** MATERIALS PROVIDED follows **

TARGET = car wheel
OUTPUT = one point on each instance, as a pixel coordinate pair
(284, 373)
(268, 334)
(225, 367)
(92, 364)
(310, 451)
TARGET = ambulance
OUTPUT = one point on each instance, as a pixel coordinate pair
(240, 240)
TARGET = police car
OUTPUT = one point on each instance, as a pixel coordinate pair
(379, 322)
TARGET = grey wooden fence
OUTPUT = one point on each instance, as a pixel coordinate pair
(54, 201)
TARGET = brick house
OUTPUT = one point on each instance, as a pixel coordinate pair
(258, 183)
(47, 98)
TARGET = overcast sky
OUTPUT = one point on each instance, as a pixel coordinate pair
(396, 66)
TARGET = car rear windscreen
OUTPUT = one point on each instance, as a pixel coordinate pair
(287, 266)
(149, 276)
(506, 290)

** End of MATERIALS PROVIDED **
** MATERIALS PROVIDED follows **

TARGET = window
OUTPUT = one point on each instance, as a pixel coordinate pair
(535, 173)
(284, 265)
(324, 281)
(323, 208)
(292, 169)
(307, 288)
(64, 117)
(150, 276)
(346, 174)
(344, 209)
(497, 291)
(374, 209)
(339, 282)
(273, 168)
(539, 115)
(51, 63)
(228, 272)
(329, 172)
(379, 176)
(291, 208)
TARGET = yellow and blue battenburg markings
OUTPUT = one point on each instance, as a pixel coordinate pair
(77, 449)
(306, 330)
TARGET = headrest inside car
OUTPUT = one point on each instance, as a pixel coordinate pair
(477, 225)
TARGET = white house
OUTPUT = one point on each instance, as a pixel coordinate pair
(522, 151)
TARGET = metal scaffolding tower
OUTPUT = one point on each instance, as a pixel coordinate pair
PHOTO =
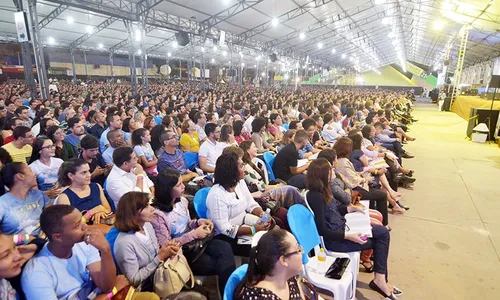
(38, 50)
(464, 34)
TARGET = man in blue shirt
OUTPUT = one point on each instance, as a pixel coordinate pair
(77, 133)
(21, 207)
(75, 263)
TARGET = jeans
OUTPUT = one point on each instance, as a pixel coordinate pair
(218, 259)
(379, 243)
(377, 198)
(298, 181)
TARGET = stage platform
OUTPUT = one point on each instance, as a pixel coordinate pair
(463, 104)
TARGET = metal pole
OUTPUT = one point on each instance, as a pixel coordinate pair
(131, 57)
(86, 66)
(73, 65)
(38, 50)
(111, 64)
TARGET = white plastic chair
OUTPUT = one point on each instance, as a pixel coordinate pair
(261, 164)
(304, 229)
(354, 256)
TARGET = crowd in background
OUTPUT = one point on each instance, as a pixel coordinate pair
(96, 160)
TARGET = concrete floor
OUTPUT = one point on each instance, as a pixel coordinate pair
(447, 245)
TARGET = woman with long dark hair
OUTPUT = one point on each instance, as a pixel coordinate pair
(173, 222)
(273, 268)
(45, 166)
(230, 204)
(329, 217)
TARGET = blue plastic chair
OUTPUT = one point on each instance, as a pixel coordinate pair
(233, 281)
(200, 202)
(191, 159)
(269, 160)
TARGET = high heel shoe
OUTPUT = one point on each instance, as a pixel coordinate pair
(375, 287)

** End of MATERIALS PROVIDED **
** MATERIALS PROVIDED follows **

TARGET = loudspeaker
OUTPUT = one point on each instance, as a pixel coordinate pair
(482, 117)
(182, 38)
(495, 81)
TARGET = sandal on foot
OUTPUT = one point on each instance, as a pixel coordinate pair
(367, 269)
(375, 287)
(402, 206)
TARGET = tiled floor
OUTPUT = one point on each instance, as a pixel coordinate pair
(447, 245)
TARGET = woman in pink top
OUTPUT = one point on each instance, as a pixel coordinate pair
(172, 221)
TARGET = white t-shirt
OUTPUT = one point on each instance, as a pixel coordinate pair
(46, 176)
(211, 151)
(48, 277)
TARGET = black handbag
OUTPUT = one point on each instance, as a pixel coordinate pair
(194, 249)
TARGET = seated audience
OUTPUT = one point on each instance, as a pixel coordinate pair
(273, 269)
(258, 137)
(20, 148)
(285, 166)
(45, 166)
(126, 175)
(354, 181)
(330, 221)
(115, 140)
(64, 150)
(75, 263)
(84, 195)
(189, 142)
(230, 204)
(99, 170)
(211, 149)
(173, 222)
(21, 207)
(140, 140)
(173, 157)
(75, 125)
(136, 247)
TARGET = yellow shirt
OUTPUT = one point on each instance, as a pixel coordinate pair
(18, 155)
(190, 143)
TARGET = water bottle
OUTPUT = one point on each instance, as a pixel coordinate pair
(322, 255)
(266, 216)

** End of MATERIALS PROVIDED **

ACTIVITY:
Above are records; repeat only the lines starting at the line with "TARGET = sandal on foot" and ending at the line with "TARGET = seated audience", exactly as they appear, both included.

WRITTEN ANSWER:
TARGET = sandal on foot
OUTPUT = one point on each instance, as a pixel coordinate pair
(367, 269)
(375, 287)
(402, 206)
TARGET = tiled floor
OUTPUT = one point on each instance, as a pixel coordinate pair
(447, 245)
TARGET = woman in pink top
OUTPUT = one point on each instance, as a pixel coordinate pair
(172, 221)
TARGET = white t-shirt
OUTPUT = one point on each instance, as a pixel coordinate pair
(46, 176)
(211, 151)
(48, 277)
TARGET = black handbag
OUTPUT = one point on each instance, as a pixel coordinate pair
(194, 249)
TARGET = seated audience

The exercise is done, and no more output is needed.